--- begin Record set ---

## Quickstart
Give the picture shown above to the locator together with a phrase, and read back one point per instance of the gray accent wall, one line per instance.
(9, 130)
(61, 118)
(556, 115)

--- end Record set ---

* Exercise:
Rewrite every line of the listing above, including the request text, with each coordinate in the answer points multiplied by 0.85 and rounded to the nearest whole number, rounding halves up.

* Output of the task:
## Quickstart
Give the picture shown above to the locator together with a phrase, and read back one point per instance of the gray accent wall, one line per instance.
(8, 111)
(52, 100)
(473, 98)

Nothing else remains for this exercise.